======== MATERIAL FOR THIS EXERCISE
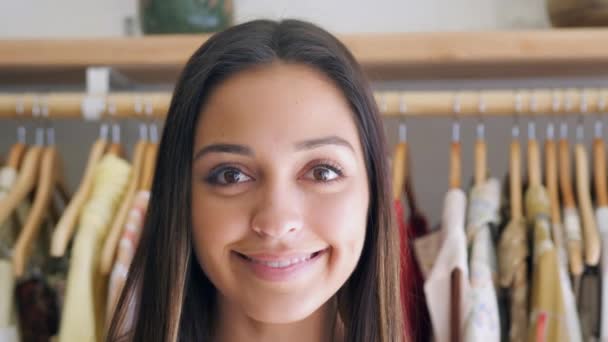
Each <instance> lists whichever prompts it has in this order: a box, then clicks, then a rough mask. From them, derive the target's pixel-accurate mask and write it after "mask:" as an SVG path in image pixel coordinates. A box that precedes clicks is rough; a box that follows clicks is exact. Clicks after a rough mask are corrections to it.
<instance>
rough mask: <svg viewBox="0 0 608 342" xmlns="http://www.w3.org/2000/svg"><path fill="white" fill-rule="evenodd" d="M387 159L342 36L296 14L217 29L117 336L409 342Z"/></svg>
mask: <svg viewBox="0 0 608 342" xmlns="http://www.w3.org/2000/svg"><path fill="white" fill-rule="evenodd" d="M385 155H386V149H385V141H384V136H383V129H382V123H381V120H380V118H379V114H378V112H377V108H376V105H375V102H374V99H373V96H372V93H371V90H370V87H369V84H368V81H367V80H366V78H365V77H364V75H363V73H362V71H361V69H360V67H359V65H358V64H357V62H356V61H355V60H354V58H353V56H352V55H351V54H350V52H349V51H348V50H347V49H346V48H345V47H344V45H342V44H341V43H340V42H339V41H338V40H337V39H336V38H334V37H333V36H332V35H330V34H329V33H327V32H326V31H324V30H322V29H320V28H318V27H316V26H314V25H312V24H309V23H305V22H301V21H297V20H284V21H281V22H273V21H267V20H257V21H252V22H248V23H244V24H241V25H238V26H234V27H232V28H230V29H228V30H225V31H223V32H220V33H218V34H215V35H214V36H213V37H211V38H210V39H209V40H208V41H207V42H205V43H204V44H203V45H202V46H201V48H200V49H199V50H198V51H196V52H195V53H194V55H193V56H192V57H191V58H190V60H189V61H188V63H187V64H186V66H185V68H184V70H183V73H182V75H181V77H180V79H179V81H178V83H177V85H176V88H175V92H174V95H173V100H172V102H171V106H170V109H169V113H168V116H167V119H166V124H165V128H164V132H163V136H162V141H161V144H160V149H159V155H158V163H157V166H156V172H155V176H154V184H153V186H152V195H151V200H150V204H149V209H148V213H147V217H146V220H145V225H144V231H143V235H142V239H141V242H140V245H139V248H138V250H137V253H136V256H135V258H134V261H133V264H132V266H131V270H130V272H129V277H128V280H127V283H126V286H125V290H124V291H123V295H122V296H121V299H120V302H119V305H118V308H117V310H116V314H115V316H114V319H113V322H112V325H111V328H110V331H109V335H108V339H109V340H110V341H119V340H129V341H130V340H134V341H214V342H215V341H218V342H225V341H290V342H298V341H307V342H310V341H313V342H314V341H348V342H351V341H362V342H370V341H382V342H394V341H403V340H405V338H406V337H405V334H404V324H403V317H402V305H401V299H400V294H399V254H398V253H399V252H398V248H399V245H398V243H399V242H398V241H399V237H398V231H397V230H396V229H395V228H394V227H392V225H391V202H390V200H389V176H388V171H387V163H386V160H385ZM134 303H136V304H134Z"/></svg>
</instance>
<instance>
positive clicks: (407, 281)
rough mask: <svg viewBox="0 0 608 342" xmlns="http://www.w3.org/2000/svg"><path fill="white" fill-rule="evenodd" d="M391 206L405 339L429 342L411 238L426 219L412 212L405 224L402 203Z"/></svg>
mask: <svg viewBox="0 0 608 342" xmlns="http://www.w3.org/2000/svg"><path fill="white" fill-rule="evenodd" d="M394 205H395V213H396V218H397V222H398V224H399V236H400V239H401V274H402V279H401V298H402V300H403V303H404V317H406V334H407V335H406V336H409V337H410V338H411V339H412V341H421V342H422V341H429V340H430V338H431V333H432V332H431V321H430V317H429V312H428V307H427V304H426V299H425V296H424V277H423V275H422V271H421V270H420V267H419V266H418V263H417V262H416V260H415V257H414V253H413V249H412V248H413V243H412V242H413V241H414V239H415V238H416V237H418V236H421V235H423V234H424V232H426V231H427V223H426V218H425V217H424V216H422V215H421V214H420V213H419V212H416V211H412V213H411V215H410V217H409V219H408V222H407V223H406V222H405V219H404V216H405V215H404V210H403V205H402V204H401V201H400V200H396V201H395V202H394Z"/></svg>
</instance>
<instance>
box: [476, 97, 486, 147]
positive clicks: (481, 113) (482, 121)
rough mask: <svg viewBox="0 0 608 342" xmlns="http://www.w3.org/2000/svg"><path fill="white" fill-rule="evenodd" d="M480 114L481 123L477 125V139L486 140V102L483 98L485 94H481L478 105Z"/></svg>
mask: <svg viewBox="0 0 608 342" xmlns="http://www.w3.org/2000/svg"><path fill="white" fill-rule="evenodd" d="M478 112H479V122H478V123H477V139H478V140H484V139H485V125H484V122H483V119H484V118H483V116H484V114H485V112H486V101H485V99H484V96H483V92H479V103H478Z"/></svg>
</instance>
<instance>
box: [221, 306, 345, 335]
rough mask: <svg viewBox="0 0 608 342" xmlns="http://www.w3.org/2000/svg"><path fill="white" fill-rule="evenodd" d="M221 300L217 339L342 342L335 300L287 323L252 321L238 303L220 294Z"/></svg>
mask: <svg viewBox="0 0 608 342" xmlns="http://www.w3.org/2000/svg"><path fill="white" fill-rule="evenodd" d="M218 301H219V303H218V304H219V305H218V316H217V317H218V326H217V329H216V338H215V341H216V342H228V341H243V342H247V341H264V342H274V341H289V342H300V341H302V342H304V341H306V342H334V341H339V340H340V335H342V331H341V330H342V329H339V327H338V324H336V322H337V319H338V313H337V308H336V305H335V303H334V301H333V300H331V301H329V302H328V303H326V304H325V305H323V306H322V307H320V308H319V309H318V310H317V311H315V312H314V313H313V314H312V315H310V316H308V317H307V318H305V319H303V320H301V321H297V322H293V323H286V324H272V323H264V322H259V321H256V320H253V319H252V318H250V317H248V316H247V315H246V314H245V312H243V311H242V310H241V309H240V308H239V307H238V306H237V305H234V304H233V303H229V302H228V301H226V300H225V298H222V297H221V295H220V296H219V298H218ZM337 328H338V329H337Z"/></svg>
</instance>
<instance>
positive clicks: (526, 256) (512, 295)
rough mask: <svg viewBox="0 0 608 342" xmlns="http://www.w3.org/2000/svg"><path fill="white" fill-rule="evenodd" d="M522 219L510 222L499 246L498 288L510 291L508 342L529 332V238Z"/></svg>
mask: <svg viewBox="0 0 608 342" xmlns="http://www.w3.org/2000/svg"><path fill="white" fill-rule="evenodd" d="M527 236H528V235H527V232H526V221H525V219H523V218H521V219H512V220H511V221H510V222H509V224H508V225H507V227H506V228H505V230H504V232H503V233H502V236H501V238H500V241H499V243H498V266H499V274H500V279H499V280H500V286H502V287H505V288H509V289H510V290H511V301H510V304H511V305H510V306H511V311H510V312H511V317H510V326H509V341H511V342H521V341H524V340H525V337H526V336H527V333H528V264H527V263H526V258H527V257H528V237H527Z"/></svg>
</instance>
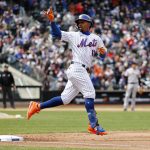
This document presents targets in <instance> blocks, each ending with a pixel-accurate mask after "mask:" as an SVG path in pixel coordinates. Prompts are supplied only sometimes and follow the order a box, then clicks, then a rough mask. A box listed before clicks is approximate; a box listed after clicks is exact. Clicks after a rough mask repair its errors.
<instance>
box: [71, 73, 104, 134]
mask: <svg viewBox="0 0 150 150" xmlns="http://www.w3.org/2000/svg"><path fill="white" fill-rule="evenodd" d="M70 80H71V81H72V83H73V84H75V85H76V87H77V88H78V90H79V91H80V92H81V93H82V94H83V96H84V98H85V108H86V111H87V113H88V119H89V122H90V123H89V127H88V131H89V132H90V133H93V134H98V135H105V134H107V133H106V131H105V130H104V129H103V128H102V127H101V126H100V125H99V123H98V119H97V117H96V112H95V109H94V99H95V89H94V87H93V84H92V82H91V79H90V77H89V75H88V73H87V71H85V70H82V71H81V72H79V70H78V73H76V74H75V76H74V77H73V76H72V78H71V79H70Z"/></svg>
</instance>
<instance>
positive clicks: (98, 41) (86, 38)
mask: <svg viewBox="0 0 150 150" xmlns="http://www.w3.org/2000/svg"><path fill="white" fill-rule="evenodd" d="M61 33H62V38H61V39H62V40H63V41H66V42H69V44H70V48H71V50H72V55H73V61H74V62H78V63H81V64H84V65H86V66H87V67H89V68H90V67H91V63H92V60H93V56H94V54H95V52H96V51H97V48H98V47H99V48H100V47H105V46H104V44H103V42H102V40H101V38H100V37H99V36H98V35H96V34H93V33H91V34H90V35H85V34H83V33H81V32H64V31H62V32H61Z"/></svg>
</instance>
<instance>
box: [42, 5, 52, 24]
mask: <svg viewBox="0 0 150 150" xmlns="http://www.w3.org/2000/svg"><path fill="white" fill-rule="evenodd" d="M43 14H44V15H45V16H46V17H47V18H48V19H49V21H50V22H53V21H54V13H53V10H52V7H50V8H49V9H48V10H47V11H43Z"/></svg>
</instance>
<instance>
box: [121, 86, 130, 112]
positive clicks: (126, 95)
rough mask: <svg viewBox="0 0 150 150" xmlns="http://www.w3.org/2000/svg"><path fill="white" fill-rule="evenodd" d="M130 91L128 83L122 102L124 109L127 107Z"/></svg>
mask: <svg viewBox="0 0 150 150" xmlns="http://www.w3.org/2000/svg"><path fill="white" fill-rule="evenodd" d="M131 92H132V85H131V84H128V86H127V89H126V94H125V98H124V104H123V109H124V111H127V109H128V105H129V97H130V95H131Z"/></svg>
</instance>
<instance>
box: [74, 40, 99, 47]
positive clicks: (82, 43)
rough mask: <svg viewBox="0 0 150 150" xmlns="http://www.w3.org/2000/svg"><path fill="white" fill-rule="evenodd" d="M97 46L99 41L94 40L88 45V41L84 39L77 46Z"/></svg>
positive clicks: (81, 40) (78, 46)
mask: <svg viewBox="0 0 150 150" xmlns="http://www.w3.org/2000/svg"><path fill="white" fill-rule="evenodd" d="M96 44H97V40H95V39H93V40H92V41H91V42H89V43H87V39H82V40H81V42H80V44H78V45H77V47H87V46H89V47H95V46H96Z"/></svg>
================
• TASK ITEM: Copy the entries word for word, starting at their beginning and ending with the line that contains "159L342 36L296 14L217". Leave the pictures out of your copy.

• REPLY TO THE EXERCISE:
Each <instance> lists whichever prompts it has in this order: a box, then clicks, then a rough mask. From them, derive the target's pixel-accurate mask and write it after "mask:" as an SVG path in image pixel coordinates. A box that precedes clicks is rough; a box that follows clicks is exact. Clicks after a rough mask are corrections to it.
<instance>
rough mask: <svg viewBox="0 0 608 342" xmlns="http://www.w3.org/2000/svg"><path fill="white" fill-rule="evenodd" d="M387 159L342 36L296 14L217 29L117 336L409 342Z"/></svg>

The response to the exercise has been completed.